■ Problem to work on
Every record should be restated exactly, with no images included.

■ Extracted data
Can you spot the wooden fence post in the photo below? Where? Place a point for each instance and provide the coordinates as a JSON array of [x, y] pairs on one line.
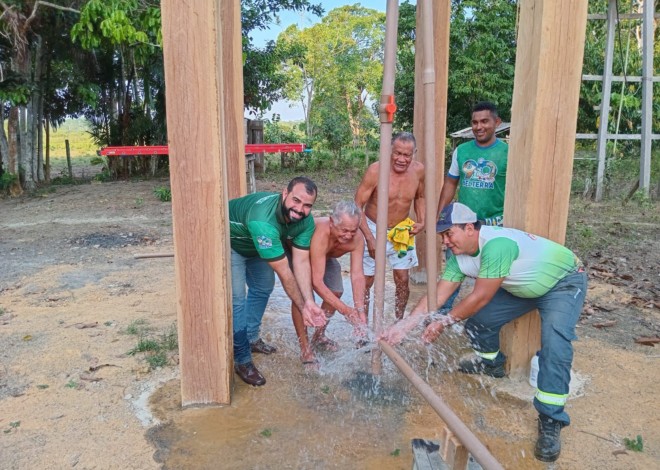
[[68, 157], [546, 91], [194, 38], [441, 19]]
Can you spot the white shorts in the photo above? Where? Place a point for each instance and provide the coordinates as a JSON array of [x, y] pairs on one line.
[[407, 262]]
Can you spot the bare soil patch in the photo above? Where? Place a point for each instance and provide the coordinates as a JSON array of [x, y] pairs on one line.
[[66, 260]]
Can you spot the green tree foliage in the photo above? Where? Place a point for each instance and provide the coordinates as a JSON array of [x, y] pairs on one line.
[[405, 81], [481, 58], [339, 70]]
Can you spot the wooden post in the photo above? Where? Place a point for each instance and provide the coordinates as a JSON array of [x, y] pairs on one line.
[[441, 21], [544, 115], [48, 151], [605, 98], [232, 77], [193, 44], [68, 158], [647, 96]]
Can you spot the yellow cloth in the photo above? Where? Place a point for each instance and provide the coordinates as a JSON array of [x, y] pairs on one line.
[[401, 238]]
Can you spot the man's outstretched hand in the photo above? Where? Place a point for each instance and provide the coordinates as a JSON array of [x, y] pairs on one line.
[[432, 331], [313, 315]]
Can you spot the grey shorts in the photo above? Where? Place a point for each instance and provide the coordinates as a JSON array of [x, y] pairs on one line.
[[332, 278]]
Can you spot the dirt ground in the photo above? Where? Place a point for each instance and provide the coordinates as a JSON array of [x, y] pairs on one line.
[[73, 302]]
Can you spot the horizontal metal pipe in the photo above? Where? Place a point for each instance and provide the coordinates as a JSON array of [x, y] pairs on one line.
[[479, 451], [153, 255]]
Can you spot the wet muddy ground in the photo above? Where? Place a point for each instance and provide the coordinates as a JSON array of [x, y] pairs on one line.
[[72, 298]]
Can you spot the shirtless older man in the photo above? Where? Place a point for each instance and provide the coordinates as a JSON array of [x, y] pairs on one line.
[[406, 186], [333, 237]]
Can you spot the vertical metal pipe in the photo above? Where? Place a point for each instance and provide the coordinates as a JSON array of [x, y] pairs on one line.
[[647, 96], [428, 79], [453, 422], [605, 99], [391, 27]]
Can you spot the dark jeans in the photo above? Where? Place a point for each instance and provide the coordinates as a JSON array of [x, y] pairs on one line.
[[560, 309], [249, 308]]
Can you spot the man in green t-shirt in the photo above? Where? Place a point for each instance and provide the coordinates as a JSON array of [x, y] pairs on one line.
[[516, 272], [478, 170], [260, 225]]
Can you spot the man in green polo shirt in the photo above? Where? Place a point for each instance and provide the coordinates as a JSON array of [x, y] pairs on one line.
[[261, 224], [478, 170], [516, 272]]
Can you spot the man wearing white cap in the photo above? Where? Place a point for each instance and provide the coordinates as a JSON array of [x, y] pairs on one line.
[[516, 272]]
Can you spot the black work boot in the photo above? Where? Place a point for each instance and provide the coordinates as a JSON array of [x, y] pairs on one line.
[[476, 366], [548, 446]]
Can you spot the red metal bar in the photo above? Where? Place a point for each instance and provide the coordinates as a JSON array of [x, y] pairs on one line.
[[164, 150]]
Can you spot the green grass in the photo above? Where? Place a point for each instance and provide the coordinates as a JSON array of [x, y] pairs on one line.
[[145, 344], [157, 360], [163, 193]]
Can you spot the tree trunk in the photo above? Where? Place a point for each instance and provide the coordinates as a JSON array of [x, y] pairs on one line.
[[48, 150], [15, 189], [4, 144], [37, 111], [354, 122]]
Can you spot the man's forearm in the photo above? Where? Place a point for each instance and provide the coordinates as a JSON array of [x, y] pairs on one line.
[[359, 285], [291, 288]]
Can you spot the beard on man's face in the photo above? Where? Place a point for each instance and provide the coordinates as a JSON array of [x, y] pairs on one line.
[[292, 214]]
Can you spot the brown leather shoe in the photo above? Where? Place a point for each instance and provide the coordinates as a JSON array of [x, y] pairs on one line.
[[249, 374], [260, 347]]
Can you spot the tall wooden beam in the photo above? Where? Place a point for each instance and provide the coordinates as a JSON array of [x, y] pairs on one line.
[[647, 96], [441, 21], [544, 115], [232, 76], [193, 41]]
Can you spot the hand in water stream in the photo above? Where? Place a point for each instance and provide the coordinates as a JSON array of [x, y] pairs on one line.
[[313, 315], [432, 331]]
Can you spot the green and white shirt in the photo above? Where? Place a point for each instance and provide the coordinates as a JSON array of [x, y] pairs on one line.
[[481, 172], [257, 227], [530, 265]]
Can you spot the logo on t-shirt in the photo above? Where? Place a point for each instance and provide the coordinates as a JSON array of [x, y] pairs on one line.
[[264, 242], [479, 174]]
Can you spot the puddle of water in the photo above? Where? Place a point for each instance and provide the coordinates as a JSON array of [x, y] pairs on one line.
[[342, 417]]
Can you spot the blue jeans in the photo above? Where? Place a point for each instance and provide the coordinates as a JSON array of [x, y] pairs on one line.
[[249, 309], [560, 309]]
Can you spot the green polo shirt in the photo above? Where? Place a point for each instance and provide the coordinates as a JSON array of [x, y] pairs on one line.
[[257, 227]]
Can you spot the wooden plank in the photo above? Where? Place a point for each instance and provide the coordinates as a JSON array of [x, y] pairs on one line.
[[232, 78], [544, 115], [617, 136], [617, 78], [647, 97], [192, 45], [601, 146], [622, 16], [441, 22]]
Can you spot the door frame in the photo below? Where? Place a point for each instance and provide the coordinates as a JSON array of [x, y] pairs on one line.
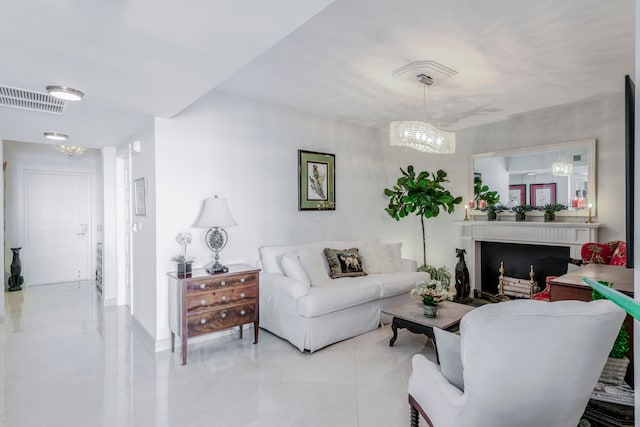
[[22, 210]]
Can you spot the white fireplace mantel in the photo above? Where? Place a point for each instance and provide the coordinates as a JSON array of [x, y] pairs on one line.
[[567, 234]]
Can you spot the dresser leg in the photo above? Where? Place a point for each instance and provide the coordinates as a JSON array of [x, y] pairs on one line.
[[255, 332]]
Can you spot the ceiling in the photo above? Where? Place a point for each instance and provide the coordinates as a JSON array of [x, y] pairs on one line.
[[136, 60]]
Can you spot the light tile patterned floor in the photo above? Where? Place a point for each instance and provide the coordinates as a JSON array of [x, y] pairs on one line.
[[66, 361]]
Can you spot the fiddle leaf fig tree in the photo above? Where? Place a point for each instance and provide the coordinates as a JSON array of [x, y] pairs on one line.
[[422, 194]]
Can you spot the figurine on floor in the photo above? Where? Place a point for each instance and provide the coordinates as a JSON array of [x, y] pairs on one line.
[[463, 288], [16, 280]]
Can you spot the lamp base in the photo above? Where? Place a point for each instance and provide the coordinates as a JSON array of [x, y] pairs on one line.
[[217, 268]]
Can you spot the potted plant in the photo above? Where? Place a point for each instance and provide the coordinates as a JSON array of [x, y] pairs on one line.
[[521, 211], [431, 293], [493, 211], [550, 210], [184, 264], [422, 194], [615, 369]]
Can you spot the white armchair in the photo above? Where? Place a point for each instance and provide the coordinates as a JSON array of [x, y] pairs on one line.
[[524, 363]]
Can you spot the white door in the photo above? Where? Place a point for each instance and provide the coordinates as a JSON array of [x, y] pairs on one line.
[[57, 227]]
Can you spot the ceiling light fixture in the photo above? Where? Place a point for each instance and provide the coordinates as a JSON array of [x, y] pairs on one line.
[[70, 150], [422, 136], [66, 93], [562, 169], [56, 136]]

■ Answer below
Can you spot the wooden fence post in the photo below? Where? Place a point for each instance and provide the coordinates as a JSON array of [x, y] pairs on one line.
[[68, 157], [546, 91], [194, 38], [441, 19]]
Can you spot the white shorts in the photo above? Where? Place a point for each instance and provide the coordinates as a JSON array of [x, y] pairs on one line.
[[407, 262]]
Can you spot the bare soil patch in the photo above? Where? Place a point for each instance and provide the coordinates as a JSON array of [x, y] pairs on one line.
[[66, 260]]
Can you spot the green tree foliage in the photo above? Where? Place a point for each instance and provide the coordinates as a JSON array of [x, y] pairs on one line.
[[405, 81], [481, 58], [339, 70]]
Can you spot the wooden post in the photo above? Where? Place a point for each instance and provide the coordinates as a JSON array of [x, y] pairs on one line.
[[441, 21], [544, 115], [48, 151], [605, 98], [232, 77], [193, 44], [68, 158], [647, 96]]
Can you spot the yellow cloth in the photo above? Where? Place a point for each instance and provide the coordinates as a JSON array of [x, y] pairs on one line.
[[401, 238]]
Can you spot the man's outstretched hand in the photo above? Where? Place a point for each instance and provide the coordinates as a JSON array of [x, y] pairs on one line.
[[432, 331], [313, 315]]
Can you spot the grey shorts in the photo above? Where? Place a point for each instance and provide the coordinates as a JSON array of [x, y] pairs on one line.
[[332, 278]]
Can you spot the dirt ground in the photo above? Where? Place a point for each instance and provide the coordinates as a JSON array of [x, y] pairs on one line.
[[73, 302]]
Can you spot the horizontal metal pipe in the photo above? Where? Place a point for each instance and provide the coordinates as a JSON array of [x, y] pairs on one line.
[[479, 451], [153, 255]]
Can you spot the wet muddy ground in the photo above? Where? Place a point for each instance and provide the coordinates as a JSON array of [x, y] pairs on one line.
[[72, 298]]
Can you spot the shirtless older man in the photo above? Where? Place a point for each instance and provide the coordinates as a JSON array of [x, y] pairs on one line.
[[406, 186], [333, 237]]
Can you spot the vertical metal pipe in the photo above? Where? Place a point for each instance and provide the coordinates as a JSON array of [x, y] pairs on one line.
[[647, 96], [428, 79], [453, 422], [605, 99], [391, 27]]
Can you spot the dark jeans in the photo above? Where? Place a point for each instance and provide the coordinates as a JSON array of [x, y] pairs on one line.
[[560, 309], [249, 308]]
Can you spot the man in green t-shirt in the photo above? Where? Place a point for each instance and provide the coordinates as a JSON array of [x, y] pairs on one line.
[[516, 272], [478, 170], [260, 225]]
Can you spot the man in green polo shirt in the photo above? Where? Place a point for each instance and provide the coordinates as a JSON array of [x, y] pairs on one line.
[[261, 224], [478, 170], [516, 272]]
Can you spot the man wearing white cap in the photo above? Where? Place a point for each instance and provide the coordinates as a JSON array of [x, y] pairs on one line.
[[516, 272]]
Can you spot the black work boot in the photo above? Where? Place a point for each instance and provide the coordinates as a JSON array of [x, y] pairs on one line.
[[476, 366], [548, 446]]
Can you spot the red metal bar in the photo above? Where? Place a point for each instance and provide the coordinates as a JSON array of [x, y] pairs on one line.
[[164, 150]]
Can you spot the green grass in the photo above? Where? Place a point for each instance and provide the coordinates as a JSON array of [x, y] pairs on one line.
[[145, 344], [157, 360], [163, 193]]
Can you spot the tree trunk in the photo above? Where? Place a point for each instance and provide the coordinates as a JSON array of [x, y] pairs on one line.
[[48, 150], [15, 189], [4, 144], [37, 111], [354, 122]]
Can you spot the man's forearm in the photo above? Where? Place a point for each instance and provide the coordinates as a JSON array of [x, y] pairs on one line.
[[359, 285], [291, 288]]
Can you spot the beard on man's face in the photo above? Where? Place a point for each instance and provide the coordinates as a JSON array of [x, y] pairs on one line.
[[292, 214]]
Can you spot the brown leather shoe in the photo above? Where? Place a point for each instance and provide the coordinates as a JSON array of [x, y] pairs on one line.
[[249, 374], [260, 347]]
Can you spot the tall wooden beam in the photo above? Where? Place a point for each instance and provide the coordinates as a JSON array of [x, y] pairs on one line.
[[647, 96], [441, 21], [544, 115], [232, 76], [193, 41]]
Can you spot the hand in water stream in the photo above? Where? Place a point for each instance and provide the coordinates as a JSON array of [x, y] pairs on one line.
[[313, 315], [432, 331]]
Can you spot the green and white shirt in the photo above? Where? Place a point for each instance and provide the coordinates as a JSON array of [x, y] pairs on one line.
[[481, 172], [257, 227], [530, 265]]
Can you spot the logo on t-shirt in the photo above? Where? Place a point for each instance and provide the coordinates as a JSON array of [x, y] pairs on one line.
[[264, 242], [479, 174]]
Can you spot the puddle of water in the photo above? Where? Place a point for each instance and provide the coordinates as a JSON array of [x, y] pairs on one line.
[[342, 417]]
Can you spot the blue jeans in the photo above? Where? Place a point for each instance and provide the coordinates as a JSON array of [x, y] pairs on one line.
[[249, 309], [560, 309]]
Can you spot the green polo shirt in the photo above? Where? Place a point for each instance and provide the coordinates as a JSON array of [x, y] pairs on one line.
[[257, 227]]
Can you spot the wooden plank in the photo above? Where? Place a point for each instance and provide the coordinates as a JSON array of [x, y] pairs on one line.
[[232, 78], [544, 115], [617, 136], [617, 78], [647, 97], [192, 45], [601, 146], [622, 16], [441, 22]]
Can you spot the door frame in the photo below? Where? Place a point for each instance and provide the coordinates as a JSON array of [x, y] pairs on one line.
[[22, 210]]
Can you spot the white fireplace mantel in the photo above? Where? Place a point for each instance and provide the coordinates as a JSON array of [x, y] pairs on one line.
[[567, 234]]
Can you spot the dresser leg in the photo above? Where? Place a point for each instance and provide the coordinates as a JSON array of [x, y] pairs on one line.
[[255, 332]]
Can you spot the ceiling in the photo above? Where? Place a point for each instance and provide the coordinates as a JSON array of [x, y] pairs on one line.
[[136, 60]]
Can you spot the light tile patterned floor in the photo above? Where? Place a point for each instance and provide the coordinates as a JSON array of [x, y] pairs on one line.
[[66, 361]]
Can you spot the fiddle leaf fig tree in the photo above? Where? Place a point for each instance and provide the coordinates as a JSON array of [x, y] pairs on one line.
[[422, 194]]
Can you spot the figurine on floor in the photo above? Where? Place a point for each instance and provide the coordinates as a JSON array of [x, y] pairs on one line.
[[463, 288], [16, 280]]
Can you spot the lamp base in the photo above? Where? Place a point for each instance and provide the coordinates as a JSON array of [x, y] pairs on one line.
[[217, 268]]
Can you spot the potted plant in the photo above? Where? Place a point for each instance and provide the coordinates as a JSON array of [x, y] pairs on one line.
[[521, 211], [431, 293], [493, 211], [550, 210], [184, 264], [422, 194], [615, 369]]
Can you spot the white armchair in the photo above? Where? Place a point for each instance and provide the coordinates as a JSON array of [x, y] pairs on one line.
[[524, 363]]
Can you spot the white door in the photo above? Where? Place a point for each instance and provide the coordinates as a JSON array of [x, y] pairs on one line.
[[57, 227]]
Can you spot the ceiling light fixture in the photo above? Where? Place a point for each instance and provide the coordinates as a JSON array of [x, y] pairs on one line.
[[70, 150], [422, 136], [66, 93], [562, 169], [56, 136]]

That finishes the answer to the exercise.